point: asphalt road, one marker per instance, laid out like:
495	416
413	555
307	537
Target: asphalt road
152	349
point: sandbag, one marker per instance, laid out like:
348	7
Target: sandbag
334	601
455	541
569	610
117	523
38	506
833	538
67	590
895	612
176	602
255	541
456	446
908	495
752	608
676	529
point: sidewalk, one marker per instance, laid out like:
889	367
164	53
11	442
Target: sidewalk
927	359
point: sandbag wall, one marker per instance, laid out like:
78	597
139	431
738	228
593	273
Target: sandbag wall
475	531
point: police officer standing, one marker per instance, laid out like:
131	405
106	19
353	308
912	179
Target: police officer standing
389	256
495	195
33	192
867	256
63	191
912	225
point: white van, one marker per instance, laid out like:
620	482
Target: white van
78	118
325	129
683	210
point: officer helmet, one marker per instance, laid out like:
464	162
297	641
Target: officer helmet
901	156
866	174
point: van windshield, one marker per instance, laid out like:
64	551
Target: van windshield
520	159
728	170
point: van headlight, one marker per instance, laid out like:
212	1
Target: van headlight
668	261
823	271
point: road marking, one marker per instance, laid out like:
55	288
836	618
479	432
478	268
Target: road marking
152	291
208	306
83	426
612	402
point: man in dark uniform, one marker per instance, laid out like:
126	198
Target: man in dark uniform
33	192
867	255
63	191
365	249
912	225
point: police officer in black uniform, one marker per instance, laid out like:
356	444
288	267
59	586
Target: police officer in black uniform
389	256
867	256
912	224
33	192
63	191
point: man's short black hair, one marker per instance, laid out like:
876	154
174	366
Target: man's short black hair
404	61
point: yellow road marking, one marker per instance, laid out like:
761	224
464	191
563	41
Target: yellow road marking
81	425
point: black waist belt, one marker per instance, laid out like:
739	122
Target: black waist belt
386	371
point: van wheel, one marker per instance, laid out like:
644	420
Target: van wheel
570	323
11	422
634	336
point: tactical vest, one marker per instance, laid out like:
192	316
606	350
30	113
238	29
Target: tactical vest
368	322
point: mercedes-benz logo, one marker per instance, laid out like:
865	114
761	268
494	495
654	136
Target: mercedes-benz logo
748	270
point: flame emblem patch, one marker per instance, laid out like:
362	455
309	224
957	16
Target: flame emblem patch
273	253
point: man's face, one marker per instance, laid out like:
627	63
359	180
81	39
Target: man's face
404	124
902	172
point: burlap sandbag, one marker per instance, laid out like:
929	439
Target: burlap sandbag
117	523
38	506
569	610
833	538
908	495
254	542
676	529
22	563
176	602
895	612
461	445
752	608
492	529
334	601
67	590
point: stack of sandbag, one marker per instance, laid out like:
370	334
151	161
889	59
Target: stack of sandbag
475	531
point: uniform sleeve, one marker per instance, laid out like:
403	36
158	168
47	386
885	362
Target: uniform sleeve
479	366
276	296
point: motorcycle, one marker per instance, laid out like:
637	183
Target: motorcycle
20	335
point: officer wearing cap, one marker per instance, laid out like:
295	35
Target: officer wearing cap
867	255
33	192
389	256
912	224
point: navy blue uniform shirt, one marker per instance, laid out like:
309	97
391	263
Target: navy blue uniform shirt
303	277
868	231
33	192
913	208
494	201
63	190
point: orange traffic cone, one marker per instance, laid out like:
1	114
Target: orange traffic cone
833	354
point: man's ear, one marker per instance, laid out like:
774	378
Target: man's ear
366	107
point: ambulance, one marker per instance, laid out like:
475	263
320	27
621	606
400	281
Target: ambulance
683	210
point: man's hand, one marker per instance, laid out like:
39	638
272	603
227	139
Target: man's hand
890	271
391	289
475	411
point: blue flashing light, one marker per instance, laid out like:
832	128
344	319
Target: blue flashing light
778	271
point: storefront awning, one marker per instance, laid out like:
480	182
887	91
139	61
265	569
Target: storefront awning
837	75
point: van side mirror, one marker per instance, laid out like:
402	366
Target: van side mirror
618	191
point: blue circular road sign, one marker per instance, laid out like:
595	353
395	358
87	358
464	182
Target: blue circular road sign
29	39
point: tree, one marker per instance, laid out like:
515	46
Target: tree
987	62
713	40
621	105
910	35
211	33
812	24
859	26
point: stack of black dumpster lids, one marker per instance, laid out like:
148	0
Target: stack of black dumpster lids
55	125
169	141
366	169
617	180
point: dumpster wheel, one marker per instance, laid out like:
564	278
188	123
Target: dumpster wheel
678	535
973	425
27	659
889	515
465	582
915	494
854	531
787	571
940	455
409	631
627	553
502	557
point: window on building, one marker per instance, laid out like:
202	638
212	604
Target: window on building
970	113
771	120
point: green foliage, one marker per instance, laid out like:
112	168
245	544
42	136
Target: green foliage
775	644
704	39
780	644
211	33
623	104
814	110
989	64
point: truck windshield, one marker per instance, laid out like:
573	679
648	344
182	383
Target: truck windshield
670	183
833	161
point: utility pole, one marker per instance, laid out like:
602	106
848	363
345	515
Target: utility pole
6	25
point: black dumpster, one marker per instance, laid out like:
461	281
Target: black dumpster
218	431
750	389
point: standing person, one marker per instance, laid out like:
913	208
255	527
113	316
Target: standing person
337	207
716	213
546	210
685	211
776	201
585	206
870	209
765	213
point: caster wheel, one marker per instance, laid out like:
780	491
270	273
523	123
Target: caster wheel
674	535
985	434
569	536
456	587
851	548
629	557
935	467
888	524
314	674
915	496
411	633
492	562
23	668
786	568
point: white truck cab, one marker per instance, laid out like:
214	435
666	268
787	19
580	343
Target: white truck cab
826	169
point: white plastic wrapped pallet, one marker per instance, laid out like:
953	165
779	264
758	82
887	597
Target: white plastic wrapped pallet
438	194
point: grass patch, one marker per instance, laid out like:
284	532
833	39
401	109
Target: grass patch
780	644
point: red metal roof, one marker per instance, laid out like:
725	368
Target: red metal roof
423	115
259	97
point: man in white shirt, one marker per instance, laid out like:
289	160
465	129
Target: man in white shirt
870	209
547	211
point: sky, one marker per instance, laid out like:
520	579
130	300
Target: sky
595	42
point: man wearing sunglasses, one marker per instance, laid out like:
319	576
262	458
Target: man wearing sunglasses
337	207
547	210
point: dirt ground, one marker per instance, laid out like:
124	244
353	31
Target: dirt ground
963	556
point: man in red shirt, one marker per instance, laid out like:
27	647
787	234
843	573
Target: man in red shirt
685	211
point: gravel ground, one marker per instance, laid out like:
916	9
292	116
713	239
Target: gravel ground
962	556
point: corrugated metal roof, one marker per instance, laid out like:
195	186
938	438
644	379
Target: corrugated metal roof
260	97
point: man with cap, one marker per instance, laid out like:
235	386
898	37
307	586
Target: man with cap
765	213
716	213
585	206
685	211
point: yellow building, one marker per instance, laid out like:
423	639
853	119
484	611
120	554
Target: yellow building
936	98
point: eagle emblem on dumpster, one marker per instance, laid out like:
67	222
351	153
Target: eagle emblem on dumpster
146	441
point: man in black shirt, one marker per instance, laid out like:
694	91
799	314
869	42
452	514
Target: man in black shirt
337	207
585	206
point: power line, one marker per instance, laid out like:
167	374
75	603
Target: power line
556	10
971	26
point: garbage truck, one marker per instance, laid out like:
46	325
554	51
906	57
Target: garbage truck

___

▶ TASK PROMPT:
Give the number of lines above that contain "garbage", and nothing more.

▶ EXERCISE RESULT:
2